» About this exercise: Please copy the passage from the order ingestion monitor page word for word, starting at "Status: ✅ Production" and ending at "(every 2 minutes)".

» Exercise passage:
Skip to content

SOP-MON-02: Order Ingestion SLO Monitor v2.0

Status: ✅ Production Ready
Last Updated: 2026-01-17
Owner: Protocol Raw Operations
Document ID: SOP-MON-02-v2.0
Replaces: SOP-06-v1.01
Phase: A, foundational


Overview

Automatically detects when Shopify orders fail to be ingested into Supabase within the SLO threshold, and alerts the operations team via Slack.

Trigger: pg_cron scheduled job (every 2 minutes)
Processing Time: <100ms
Human Intervention: Only for SLO breaches
Automation Coverage: 100%

Monitoring Architecture: See SOP-MON-01: Monitoring & Alerting Architecture for full implementation details.


Purpose

Monitor the end-to-end health of the Shopify → Supabase ingestion pipeline (SOP 00). Alert when orders logged in raw_ops.ops_events do not appear in raw_ops.orders within the defined SLO threshold.

» Supplied data:
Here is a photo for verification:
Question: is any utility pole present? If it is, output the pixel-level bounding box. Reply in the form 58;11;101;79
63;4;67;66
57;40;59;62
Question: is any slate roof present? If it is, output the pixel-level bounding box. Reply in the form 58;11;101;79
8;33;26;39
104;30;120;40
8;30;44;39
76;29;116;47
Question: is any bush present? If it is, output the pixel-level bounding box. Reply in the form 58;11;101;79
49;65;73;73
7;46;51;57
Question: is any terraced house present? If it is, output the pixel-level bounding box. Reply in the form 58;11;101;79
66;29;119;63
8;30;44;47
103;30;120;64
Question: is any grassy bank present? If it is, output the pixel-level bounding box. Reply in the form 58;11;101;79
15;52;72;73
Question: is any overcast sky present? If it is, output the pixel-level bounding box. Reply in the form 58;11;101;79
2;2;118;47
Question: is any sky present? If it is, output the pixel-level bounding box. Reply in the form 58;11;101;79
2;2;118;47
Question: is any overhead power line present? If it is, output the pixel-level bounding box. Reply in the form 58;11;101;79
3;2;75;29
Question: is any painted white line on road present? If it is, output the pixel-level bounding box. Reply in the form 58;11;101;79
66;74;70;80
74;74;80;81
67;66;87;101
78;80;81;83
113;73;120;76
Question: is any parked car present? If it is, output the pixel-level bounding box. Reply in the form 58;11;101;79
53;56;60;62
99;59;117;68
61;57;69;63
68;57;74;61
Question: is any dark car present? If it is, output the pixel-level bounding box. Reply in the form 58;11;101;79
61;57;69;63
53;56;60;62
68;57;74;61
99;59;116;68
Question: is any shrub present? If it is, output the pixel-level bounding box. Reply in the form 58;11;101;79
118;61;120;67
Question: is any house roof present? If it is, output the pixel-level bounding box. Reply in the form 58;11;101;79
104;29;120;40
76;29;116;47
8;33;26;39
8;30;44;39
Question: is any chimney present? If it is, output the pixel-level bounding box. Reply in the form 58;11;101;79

» The completed task:
Status: ✅ Production Ready
Last Updated: 2026-01-17
Owner: Protocol Raw Operations
Document ID: SOP-MON-02-v2.0
Replaces: SOP-06-v1.01
Phase: A, foundational


Overview

Automatically detects when Shopify orders fail to be ingested into Supabase within the SLO threshold, and alerts the operations team via Slack.

Trigger: pg_cron scheduled job (every 2 minutes)